#### Task requirements
Put the data below into a numbered list, leaving out any blank lines.

#### Stored data
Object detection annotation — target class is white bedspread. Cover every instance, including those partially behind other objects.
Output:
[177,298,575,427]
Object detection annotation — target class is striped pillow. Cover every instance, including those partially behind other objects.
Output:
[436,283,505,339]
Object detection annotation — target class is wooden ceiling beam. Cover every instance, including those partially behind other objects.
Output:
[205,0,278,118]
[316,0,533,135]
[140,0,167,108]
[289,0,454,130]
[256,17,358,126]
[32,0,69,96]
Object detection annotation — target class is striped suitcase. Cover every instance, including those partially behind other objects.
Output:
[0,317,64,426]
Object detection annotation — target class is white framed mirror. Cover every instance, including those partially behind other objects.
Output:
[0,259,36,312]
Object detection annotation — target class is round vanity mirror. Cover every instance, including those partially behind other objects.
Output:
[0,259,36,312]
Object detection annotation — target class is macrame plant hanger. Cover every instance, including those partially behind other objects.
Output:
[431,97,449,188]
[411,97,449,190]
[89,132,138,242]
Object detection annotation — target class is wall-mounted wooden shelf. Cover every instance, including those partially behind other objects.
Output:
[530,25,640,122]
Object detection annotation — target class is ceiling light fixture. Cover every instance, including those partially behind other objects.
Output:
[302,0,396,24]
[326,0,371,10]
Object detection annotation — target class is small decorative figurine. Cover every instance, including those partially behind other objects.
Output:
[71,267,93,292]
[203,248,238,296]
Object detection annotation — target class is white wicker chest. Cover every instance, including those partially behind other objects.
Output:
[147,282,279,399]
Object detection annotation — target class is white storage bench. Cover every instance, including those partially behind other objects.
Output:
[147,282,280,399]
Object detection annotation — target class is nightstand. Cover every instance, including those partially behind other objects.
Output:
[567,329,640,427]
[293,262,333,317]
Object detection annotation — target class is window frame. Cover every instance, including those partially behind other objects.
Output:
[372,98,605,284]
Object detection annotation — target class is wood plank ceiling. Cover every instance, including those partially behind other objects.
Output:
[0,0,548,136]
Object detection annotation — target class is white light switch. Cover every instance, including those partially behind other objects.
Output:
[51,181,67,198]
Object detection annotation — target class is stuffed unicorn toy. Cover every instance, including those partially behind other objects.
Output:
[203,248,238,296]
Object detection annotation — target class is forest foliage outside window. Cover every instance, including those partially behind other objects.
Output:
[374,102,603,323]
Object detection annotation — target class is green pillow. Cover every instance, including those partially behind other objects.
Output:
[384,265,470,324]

#### Solution to this problem
1. Object detection annotation — target class is white bedspread. Cover every instance, including those partially behind other objects.
2. Output:
3. [177,298,575,427]
4. Object detection annotation — target class is striped pillow. Cover every instance, including those partially behind other objects.
5. Output:
6. [436,283,505,339]
7. Object detection annotation — target class is wooden ceiling beam. Cover every instance, including those partially behind other objects.
8. Output:
9. [205,0,278,118]
10. [316,0,533,135]
11. [140,0,167,108]
12. [289,0,454,130]
13. [256,17,358,126]
14. [32,0,69,96]
15. Object detection annotation — target class is striped suitcase. Cover every instance, including those partially behind other objects.
16. Output:
17. [0,317,64,426]
18. Object detection annotation — target class is white framed mirror. Cover every instance, including those partially behind other objects.
19. Output:
20. [0,259,36,312]
21. Object detection annotation — target class is round vanity mirror. Cover every instance, including those partially behind other objects.
22. Output:
23. [0,259,36,312]
24. Object detection annotation — target class is macrame plant hanger. Cover every instance, including those partially behind other objects.
25. Output:
26. [431,97,449,188]
27. [411,97,449,190]
28. [89,132,138,242]
29. Object detection annotation — target class is wall-mounted wooden shelf. Cover every instance, including those partially behind other objects.
30. Output:
31. [530,25,640,122]
32. Object detection annotation — target class is ceiling light fixture. Cover every instance, including those partially behind other objects.
33. Output:
34. [302,0,396,24]
35. [326,0,371,10]
36. Object detection annotation — target class is small decorative figurine. Cover every instance, including those partially behind other objects.
37. Output:
38. [71,267,93,292]
39. [203,248,238,296]
40. Object detection annotation — target class is white wicker chest. Cover every instance, including those partially behind other objects.
41. Output:
42. [147,282,279,399]
43. Object detection annotation — target class is white storage bench. Cover every instance, including those partially behind other objects.
44. Output:
45. [147,282,280,399]
46. Object detection annotation — target class is nightstand. Cover every instance, including those partially behind other objects.
47. Output:
48. [567,329,640,427]
49. [293,262,333,317]
50. Object detection annotation — target class is window frame. Cover every instance, including those partially behind other objects.
51. Output:
52. [372,98,605,284]
53. Object detection annotation — target class is wood plank ceiling. Cover every instance, including those partially behind other objects.
54. Output:
55. [0,0,548,136]
56. Object detection annotation — target class is white light switch. Cover every instance, including those partially behind other objects.
57. Output:
58. [51,181,67,198]
59. Object detection annotation — target class is stuffed unicorn toy. Cover every instance, including those partially behind other objects.
60. Output:
61. [203,248,238,296]
62. Object detection annotation — target class is forest foliage outside window. Cover every instance, including those partially behind other objects.
63. Output:
64. [374,102,603,323]
65. Object detection annotation — target class is green pillow. Cover every instance, including those partially behind other objects.
66. Output:
67. [384,265,470,324]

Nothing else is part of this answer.